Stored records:

++++++++++++++++++++

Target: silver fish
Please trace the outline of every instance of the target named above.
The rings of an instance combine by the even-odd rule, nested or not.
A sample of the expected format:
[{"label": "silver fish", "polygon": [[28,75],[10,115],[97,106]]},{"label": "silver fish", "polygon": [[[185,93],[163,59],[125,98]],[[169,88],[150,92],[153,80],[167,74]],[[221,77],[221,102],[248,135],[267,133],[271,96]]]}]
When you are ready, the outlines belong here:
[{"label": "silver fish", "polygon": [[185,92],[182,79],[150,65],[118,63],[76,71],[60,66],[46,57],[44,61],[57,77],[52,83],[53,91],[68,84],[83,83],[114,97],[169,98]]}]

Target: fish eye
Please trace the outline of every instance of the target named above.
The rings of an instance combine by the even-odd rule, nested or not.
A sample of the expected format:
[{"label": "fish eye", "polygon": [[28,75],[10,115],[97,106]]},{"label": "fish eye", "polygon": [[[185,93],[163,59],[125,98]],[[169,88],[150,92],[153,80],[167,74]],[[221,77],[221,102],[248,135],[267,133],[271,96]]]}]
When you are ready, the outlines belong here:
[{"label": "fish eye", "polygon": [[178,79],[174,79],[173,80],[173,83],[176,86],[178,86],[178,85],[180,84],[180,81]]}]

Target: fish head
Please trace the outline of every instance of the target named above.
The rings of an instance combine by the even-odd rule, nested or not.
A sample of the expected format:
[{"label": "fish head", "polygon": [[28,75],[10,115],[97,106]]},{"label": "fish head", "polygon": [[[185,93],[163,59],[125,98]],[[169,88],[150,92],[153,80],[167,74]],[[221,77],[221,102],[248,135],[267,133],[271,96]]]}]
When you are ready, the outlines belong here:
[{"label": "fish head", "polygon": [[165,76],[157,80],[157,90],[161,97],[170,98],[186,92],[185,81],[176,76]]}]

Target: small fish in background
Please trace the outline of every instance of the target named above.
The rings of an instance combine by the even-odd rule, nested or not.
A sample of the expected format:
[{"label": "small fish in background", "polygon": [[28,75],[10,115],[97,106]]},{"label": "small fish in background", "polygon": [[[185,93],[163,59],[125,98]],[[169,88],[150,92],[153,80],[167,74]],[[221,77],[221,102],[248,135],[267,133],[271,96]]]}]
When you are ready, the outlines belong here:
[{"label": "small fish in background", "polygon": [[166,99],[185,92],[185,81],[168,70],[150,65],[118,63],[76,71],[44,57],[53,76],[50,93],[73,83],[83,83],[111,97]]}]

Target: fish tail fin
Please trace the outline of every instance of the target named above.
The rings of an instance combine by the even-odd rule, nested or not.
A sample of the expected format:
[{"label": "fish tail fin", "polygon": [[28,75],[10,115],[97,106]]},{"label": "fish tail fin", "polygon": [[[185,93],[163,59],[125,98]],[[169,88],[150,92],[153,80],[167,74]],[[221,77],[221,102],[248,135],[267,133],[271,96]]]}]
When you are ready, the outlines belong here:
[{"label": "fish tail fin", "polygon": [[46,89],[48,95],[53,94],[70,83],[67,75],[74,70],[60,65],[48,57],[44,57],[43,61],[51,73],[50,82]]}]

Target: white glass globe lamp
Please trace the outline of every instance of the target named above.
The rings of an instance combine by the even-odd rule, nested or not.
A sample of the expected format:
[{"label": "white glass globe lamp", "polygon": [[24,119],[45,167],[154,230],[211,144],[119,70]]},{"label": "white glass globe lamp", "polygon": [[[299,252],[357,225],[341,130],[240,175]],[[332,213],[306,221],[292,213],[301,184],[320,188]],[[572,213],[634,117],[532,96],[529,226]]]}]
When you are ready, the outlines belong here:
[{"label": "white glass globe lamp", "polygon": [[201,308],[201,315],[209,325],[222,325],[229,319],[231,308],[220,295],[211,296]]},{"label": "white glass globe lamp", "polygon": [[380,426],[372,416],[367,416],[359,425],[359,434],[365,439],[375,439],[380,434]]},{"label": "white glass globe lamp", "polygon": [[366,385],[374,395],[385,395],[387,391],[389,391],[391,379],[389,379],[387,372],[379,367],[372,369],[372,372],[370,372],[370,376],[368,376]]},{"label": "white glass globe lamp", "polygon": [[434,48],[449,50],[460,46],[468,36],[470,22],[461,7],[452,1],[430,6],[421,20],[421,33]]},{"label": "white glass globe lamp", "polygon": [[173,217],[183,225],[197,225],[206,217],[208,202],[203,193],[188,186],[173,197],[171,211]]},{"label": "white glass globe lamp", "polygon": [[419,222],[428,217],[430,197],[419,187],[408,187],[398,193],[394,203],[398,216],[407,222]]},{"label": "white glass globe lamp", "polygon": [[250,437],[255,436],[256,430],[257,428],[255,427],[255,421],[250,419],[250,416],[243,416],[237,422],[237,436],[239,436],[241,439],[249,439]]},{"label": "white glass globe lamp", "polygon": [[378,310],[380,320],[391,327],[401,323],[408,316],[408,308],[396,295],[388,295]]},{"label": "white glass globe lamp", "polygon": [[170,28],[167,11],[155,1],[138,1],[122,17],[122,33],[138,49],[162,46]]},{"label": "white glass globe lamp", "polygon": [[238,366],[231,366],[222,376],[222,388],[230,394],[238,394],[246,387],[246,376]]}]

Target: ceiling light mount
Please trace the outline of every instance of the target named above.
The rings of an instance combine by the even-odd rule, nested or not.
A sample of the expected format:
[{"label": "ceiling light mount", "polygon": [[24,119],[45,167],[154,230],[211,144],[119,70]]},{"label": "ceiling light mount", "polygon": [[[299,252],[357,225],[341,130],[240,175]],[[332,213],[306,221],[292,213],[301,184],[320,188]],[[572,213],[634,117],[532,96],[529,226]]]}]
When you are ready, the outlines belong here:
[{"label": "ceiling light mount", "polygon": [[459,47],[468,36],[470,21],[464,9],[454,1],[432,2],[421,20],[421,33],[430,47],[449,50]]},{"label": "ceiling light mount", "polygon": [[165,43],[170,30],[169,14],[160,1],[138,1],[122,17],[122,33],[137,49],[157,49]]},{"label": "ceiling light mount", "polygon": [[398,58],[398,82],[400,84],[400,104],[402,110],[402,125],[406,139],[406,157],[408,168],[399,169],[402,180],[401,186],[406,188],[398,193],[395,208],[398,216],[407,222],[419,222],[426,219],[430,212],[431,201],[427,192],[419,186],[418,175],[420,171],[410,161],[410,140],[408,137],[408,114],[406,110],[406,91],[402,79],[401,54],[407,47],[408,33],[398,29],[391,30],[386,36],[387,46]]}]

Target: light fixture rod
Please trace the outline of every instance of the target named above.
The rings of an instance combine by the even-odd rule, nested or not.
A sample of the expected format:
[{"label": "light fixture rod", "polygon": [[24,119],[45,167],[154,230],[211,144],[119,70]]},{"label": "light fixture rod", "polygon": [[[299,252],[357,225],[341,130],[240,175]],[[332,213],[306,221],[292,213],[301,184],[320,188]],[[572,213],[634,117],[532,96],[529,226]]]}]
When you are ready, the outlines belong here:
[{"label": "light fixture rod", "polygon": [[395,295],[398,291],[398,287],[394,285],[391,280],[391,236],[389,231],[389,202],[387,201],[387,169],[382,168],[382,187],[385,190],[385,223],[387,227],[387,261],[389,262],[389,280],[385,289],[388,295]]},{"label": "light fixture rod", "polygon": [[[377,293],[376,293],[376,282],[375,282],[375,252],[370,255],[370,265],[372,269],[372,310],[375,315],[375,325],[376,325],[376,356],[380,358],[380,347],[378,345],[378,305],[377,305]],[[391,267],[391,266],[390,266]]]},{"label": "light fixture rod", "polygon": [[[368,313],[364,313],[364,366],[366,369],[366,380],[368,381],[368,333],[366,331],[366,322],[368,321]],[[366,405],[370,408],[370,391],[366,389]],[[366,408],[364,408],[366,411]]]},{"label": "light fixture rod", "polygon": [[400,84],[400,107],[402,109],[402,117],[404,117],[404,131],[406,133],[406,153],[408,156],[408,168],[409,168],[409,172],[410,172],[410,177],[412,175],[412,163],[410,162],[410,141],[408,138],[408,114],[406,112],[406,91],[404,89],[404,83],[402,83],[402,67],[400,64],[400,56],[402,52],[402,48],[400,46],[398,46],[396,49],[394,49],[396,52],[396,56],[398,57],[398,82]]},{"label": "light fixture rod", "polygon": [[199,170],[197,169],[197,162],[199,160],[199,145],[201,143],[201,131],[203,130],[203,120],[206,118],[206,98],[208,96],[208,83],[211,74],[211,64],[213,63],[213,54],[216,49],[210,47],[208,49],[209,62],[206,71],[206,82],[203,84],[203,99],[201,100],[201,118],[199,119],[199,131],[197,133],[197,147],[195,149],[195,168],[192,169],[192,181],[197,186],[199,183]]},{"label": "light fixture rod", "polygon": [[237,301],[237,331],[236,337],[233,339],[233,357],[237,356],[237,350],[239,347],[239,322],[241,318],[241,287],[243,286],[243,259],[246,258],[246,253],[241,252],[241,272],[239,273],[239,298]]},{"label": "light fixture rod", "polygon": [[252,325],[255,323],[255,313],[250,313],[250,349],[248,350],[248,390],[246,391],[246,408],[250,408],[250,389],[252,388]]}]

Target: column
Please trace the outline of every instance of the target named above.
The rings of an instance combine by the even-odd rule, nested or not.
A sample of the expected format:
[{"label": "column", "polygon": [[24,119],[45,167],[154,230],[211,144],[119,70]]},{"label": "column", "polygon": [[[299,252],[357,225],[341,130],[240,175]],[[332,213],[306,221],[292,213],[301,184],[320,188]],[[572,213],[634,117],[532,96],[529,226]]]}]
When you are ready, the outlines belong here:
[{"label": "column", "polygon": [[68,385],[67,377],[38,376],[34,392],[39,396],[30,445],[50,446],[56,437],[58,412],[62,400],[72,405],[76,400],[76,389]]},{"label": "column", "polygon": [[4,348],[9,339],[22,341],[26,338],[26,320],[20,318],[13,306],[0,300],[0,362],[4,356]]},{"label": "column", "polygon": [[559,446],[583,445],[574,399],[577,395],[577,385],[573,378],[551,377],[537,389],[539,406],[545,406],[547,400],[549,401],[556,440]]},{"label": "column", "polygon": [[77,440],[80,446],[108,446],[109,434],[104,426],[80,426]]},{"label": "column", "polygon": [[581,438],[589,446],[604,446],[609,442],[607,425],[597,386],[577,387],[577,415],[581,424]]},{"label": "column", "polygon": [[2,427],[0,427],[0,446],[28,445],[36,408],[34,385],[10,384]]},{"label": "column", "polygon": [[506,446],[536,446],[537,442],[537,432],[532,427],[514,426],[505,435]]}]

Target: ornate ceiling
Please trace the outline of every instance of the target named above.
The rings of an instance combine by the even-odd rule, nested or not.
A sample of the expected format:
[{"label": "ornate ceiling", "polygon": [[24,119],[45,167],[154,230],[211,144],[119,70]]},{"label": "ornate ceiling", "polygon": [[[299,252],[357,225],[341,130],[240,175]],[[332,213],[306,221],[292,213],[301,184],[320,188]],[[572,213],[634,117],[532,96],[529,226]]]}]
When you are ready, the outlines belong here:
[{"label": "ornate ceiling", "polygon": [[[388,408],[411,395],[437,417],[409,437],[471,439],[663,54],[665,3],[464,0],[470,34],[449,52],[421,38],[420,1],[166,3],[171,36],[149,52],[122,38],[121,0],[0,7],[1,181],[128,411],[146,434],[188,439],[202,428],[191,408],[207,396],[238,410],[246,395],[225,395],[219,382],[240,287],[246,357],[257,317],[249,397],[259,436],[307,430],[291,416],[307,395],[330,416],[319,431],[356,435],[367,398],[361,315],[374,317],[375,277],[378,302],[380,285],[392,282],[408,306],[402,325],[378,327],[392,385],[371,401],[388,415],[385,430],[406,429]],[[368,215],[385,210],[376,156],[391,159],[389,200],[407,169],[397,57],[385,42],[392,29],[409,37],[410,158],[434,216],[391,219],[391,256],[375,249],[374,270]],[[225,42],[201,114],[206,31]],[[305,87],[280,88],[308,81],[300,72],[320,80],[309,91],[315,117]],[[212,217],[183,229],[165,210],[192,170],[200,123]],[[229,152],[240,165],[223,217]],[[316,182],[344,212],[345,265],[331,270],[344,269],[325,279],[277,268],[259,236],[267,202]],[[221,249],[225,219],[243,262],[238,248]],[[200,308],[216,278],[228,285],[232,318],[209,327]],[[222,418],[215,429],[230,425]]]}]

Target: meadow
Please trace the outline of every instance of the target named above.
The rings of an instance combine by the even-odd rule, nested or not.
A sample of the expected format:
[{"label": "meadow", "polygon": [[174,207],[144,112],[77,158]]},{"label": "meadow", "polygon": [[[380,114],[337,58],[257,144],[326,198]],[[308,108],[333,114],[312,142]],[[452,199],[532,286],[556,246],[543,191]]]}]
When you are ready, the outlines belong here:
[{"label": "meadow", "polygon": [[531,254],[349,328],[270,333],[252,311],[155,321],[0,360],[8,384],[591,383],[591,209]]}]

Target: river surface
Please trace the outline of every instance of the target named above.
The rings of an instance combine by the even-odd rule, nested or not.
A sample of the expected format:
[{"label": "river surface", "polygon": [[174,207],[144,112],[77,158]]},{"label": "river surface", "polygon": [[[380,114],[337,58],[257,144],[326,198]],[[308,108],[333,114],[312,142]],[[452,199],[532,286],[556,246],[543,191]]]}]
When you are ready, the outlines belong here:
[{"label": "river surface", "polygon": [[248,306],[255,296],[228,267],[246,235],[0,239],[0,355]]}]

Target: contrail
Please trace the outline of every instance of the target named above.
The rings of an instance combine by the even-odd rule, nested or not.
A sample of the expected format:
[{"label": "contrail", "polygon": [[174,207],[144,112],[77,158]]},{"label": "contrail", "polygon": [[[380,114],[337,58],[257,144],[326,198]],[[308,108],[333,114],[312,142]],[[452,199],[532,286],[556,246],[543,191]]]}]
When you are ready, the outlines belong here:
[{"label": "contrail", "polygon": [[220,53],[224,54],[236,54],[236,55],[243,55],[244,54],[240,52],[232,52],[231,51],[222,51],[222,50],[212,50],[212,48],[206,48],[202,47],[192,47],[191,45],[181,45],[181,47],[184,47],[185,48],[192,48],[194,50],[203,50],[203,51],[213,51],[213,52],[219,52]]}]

++++++++++++++++++++

Problem details: Pull out every line of the items above that contains the string "meadow", matching case exactly.

Exercise result:
Target: meadow
[{"label": "meadow", "polygon": [[174,207],[144,112],[77,158]]},{"label": "meadow", "polygon": [[[380,114],[337,58],[257,144],[326,198]],[[308,108],[333,114],[312,142]],[[452,199],[532,286],[556,246],[543,191]]]}]
[{"label": "meadow", "polygon": [[531,254],[349,328],[270,333],[252,311],[155,321],[0,360],[8,384],[591,383],[591,209]]}]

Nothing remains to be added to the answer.